Please output, as a JSON list of strings with one string per line and blank lines omitted, the lines of the items between the line containing "Return the outline of every instance of the wooden" and the line containing "191 200 L 207", inclusive.

——————————

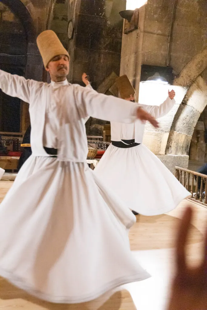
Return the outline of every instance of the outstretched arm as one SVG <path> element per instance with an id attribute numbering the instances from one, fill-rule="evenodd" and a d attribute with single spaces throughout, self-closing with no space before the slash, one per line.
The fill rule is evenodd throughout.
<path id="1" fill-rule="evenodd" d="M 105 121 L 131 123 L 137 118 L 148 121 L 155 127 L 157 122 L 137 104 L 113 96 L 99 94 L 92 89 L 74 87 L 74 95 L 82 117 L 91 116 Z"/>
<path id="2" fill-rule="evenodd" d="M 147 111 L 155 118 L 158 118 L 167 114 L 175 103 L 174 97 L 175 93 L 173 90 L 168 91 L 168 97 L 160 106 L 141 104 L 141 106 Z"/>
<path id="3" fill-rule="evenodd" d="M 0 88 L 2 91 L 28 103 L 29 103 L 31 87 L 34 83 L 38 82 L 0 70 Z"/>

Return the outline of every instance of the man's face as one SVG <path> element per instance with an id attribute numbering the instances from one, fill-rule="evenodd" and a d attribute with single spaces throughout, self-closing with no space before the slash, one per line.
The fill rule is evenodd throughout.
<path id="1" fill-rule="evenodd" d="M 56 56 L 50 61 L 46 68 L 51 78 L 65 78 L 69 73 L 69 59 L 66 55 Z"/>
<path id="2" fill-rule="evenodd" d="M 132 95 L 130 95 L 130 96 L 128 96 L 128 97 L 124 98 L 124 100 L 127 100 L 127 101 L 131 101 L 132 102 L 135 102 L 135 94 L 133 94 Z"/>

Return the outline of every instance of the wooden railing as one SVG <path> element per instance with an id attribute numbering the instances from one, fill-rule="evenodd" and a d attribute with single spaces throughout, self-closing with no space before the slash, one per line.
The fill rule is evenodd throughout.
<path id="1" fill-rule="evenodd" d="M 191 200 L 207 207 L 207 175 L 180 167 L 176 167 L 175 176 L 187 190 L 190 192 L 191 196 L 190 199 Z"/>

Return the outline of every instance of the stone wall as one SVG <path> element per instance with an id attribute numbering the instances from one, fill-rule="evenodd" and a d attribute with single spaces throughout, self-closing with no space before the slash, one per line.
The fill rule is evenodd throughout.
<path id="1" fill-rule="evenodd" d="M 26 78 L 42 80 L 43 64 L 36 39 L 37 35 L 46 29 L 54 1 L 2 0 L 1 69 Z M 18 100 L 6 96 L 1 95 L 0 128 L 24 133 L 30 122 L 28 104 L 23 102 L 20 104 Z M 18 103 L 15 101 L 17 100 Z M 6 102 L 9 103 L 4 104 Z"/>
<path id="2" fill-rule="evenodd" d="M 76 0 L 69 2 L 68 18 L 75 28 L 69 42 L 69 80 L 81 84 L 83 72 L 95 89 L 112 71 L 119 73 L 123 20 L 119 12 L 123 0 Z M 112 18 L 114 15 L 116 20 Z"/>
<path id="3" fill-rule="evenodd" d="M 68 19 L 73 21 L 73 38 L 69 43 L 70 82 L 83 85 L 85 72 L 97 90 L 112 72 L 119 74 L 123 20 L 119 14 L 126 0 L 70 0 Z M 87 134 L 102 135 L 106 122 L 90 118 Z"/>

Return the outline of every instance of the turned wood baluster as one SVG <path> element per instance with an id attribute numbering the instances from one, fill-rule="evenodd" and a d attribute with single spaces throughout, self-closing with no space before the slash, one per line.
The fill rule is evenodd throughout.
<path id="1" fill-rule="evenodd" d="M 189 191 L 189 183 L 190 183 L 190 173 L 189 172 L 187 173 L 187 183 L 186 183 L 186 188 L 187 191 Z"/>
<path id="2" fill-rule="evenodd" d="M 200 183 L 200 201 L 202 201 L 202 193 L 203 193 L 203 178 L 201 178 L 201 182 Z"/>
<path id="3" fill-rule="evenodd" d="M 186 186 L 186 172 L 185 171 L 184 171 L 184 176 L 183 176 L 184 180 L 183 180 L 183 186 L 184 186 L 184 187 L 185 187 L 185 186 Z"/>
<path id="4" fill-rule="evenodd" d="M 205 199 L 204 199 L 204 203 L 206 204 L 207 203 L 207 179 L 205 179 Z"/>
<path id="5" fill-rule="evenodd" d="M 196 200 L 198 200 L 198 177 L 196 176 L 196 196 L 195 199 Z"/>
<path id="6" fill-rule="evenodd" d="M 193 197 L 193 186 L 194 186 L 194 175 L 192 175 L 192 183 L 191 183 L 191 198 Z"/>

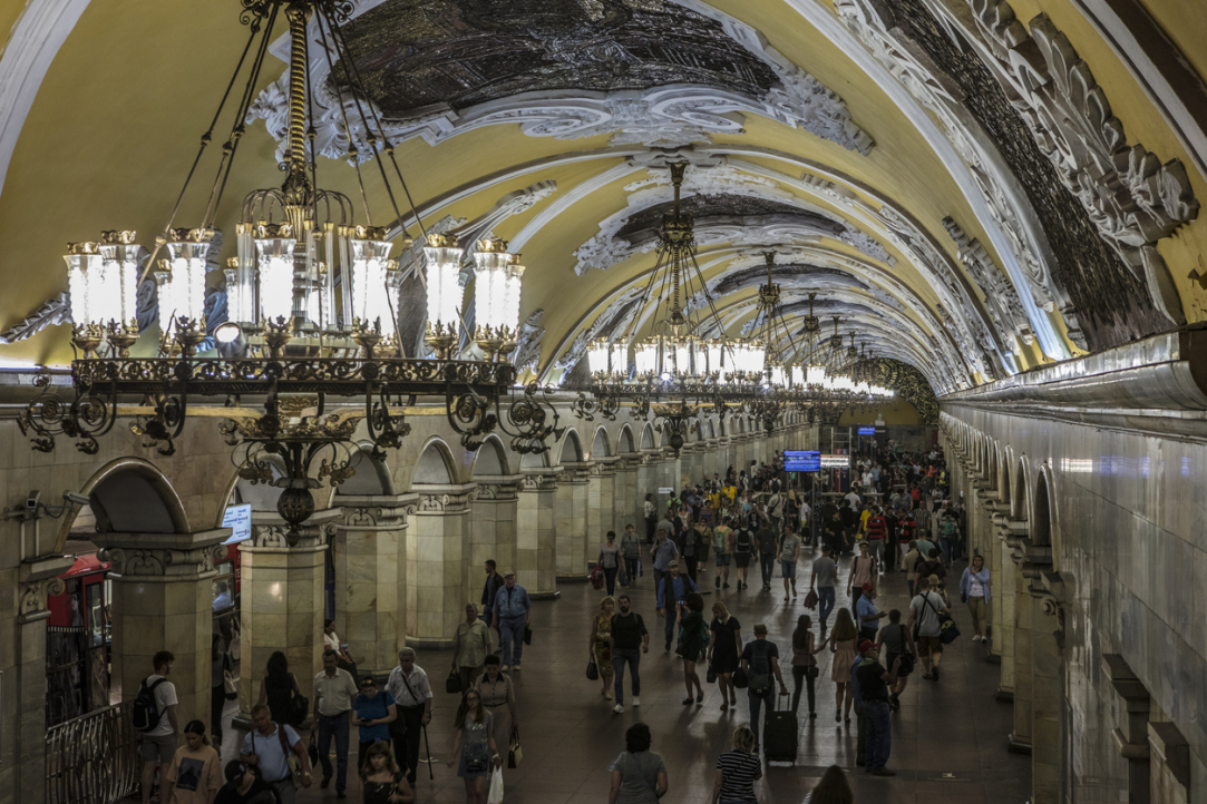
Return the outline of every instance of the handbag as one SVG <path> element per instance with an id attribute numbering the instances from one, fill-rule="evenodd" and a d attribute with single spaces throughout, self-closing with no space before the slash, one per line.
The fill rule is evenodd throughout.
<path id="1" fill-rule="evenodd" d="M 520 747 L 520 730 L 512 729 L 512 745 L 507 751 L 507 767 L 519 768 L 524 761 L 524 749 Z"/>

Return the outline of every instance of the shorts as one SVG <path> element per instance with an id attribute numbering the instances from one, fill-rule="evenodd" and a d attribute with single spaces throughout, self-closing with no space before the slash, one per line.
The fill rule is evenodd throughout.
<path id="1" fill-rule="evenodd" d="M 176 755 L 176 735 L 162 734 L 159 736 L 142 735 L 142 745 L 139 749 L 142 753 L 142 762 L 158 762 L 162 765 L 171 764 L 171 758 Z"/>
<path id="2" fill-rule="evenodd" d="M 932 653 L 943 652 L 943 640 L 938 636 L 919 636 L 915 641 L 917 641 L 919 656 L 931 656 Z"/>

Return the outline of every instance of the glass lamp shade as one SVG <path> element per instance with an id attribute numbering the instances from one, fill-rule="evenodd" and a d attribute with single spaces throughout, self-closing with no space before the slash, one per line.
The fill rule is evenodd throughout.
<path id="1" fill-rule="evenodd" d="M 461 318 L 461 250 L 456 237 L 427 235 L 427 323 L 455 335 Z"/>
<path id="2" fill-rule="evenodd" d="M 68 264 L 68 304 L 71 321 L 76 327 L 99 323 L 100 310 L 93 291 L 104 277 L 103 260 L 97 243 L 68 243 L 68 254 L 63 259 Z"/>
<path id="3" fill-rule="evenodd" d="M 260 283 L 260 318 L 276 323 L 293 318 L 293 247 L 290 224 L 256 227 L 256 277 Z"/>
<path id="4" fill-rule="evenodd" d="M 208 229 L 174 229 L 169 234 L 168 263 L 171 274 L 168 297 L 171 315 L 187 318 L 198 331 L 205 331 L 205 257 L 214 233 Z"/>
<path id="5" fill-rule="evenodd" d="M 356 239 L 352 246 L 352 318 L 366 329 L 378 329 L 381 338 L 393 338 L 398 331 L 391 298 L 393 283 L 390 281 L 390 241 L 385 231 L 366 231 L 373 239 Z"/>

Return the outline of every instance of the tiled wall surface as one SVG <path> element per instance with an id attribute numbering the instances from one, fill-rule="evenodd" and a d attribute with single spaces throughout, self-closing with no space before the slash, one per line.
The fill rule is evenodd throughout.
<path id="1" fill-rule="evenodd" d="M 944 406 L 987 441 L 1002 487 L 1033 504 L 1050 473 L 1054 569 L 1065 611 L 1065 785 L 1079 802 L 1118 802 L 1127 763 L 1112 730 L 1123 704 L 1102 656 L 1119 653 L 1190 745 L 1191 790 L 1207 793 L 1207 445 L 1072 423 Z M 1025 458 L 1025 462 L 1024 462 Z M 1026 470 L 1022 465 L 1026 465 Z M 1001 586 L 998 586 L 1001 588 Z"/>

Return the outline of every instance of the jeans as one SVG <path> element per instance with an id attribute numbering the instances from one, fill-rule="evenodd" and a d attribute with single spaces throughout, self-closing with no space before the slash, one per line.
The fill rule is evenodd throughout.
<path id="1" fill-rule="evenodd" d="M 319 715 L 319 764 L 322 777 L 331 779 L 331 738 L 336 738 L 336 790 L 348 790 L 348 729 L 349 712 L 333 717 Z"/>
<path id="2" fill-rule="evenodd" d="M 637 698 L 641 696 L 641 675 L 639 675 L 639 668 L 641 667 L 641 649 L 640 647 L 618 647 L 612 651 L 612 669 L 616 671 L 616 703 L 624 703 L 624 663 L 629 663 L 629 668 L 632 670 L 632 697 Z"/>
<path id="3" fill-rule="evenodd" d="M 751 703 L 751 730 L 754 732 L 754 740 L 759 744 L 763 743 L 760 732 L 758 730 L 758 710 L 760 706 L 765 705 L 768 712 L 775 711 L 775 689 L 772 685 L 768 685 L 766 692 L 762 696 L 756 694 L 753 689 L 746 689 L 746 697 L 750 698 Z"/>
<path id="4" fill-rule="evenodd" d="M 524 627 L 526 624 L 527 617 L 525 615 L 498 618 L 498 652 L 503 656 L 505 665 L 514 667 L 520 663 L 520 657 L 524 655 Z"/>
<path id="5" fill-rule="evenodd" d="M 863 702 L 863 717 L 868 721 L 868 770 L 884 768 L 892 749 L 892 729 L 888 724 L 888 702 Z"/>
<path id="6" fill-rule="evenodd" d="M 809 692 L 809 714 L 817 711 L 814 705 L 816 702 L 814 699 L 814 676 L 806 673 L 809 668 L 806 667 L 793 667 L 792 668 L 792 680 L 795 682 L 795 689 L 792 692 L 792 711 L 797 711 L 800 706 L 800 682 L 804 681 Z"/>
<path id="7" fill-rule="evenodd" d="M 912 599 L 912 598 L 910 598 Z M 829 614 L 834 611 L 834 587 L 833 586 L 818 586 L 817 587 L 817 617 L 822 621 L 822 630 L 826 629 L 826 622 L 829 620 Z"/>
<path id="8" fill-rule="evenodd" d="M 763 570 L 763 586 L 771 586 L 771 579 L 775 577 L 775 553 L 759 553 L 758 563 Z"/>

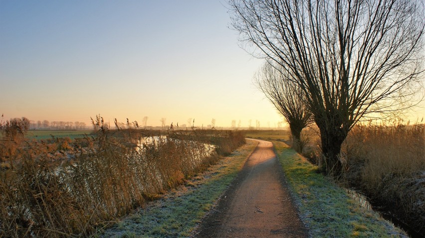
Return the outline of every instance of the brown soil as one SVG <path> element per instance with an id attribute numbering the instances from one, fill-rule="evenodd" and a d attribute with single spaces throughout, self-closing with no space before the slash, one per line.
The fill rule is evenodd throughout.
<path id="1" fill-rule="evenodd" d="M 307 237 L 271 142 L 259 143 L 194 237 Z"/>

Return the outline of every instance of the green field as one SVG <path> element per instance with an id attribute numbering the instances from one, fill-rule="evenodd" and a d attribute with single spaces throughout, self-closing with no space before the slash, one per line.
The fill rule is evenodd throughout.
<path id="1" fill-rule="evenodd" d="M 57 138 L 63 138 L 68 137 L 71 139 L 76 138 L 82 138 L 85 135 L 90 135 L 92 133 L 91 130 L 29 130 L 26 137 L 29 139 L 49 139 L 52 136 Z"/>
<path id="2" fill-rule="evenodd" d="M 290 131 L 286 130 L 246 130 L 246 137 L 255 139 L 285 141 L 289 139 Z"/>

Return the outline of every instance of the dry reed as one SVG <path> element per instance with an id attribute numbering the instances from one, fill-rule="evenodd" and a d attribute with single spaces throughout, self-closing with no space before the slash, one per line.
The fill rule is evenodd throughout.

——————————

#### Task result:
[
  "Return the outline of every instance of the wooden railing as one SVG <path> element per instance with an id attribute numbering the instances from one, fill-rule=\"evenodd\" and a d attribute with single spaces throughout, self-closing with no space before the slash, one per line.",
  "The fill rule is evenodd throughout.",
  "<path id=\"1\" fill-rule=\"evenodd\" d=\"M 191 200 L 207 207 L 207 175 L 180 167 L 176 167 L 175 176 L 187 190 L 190 192 L 191 196 L 190 199 Z\"/>"
]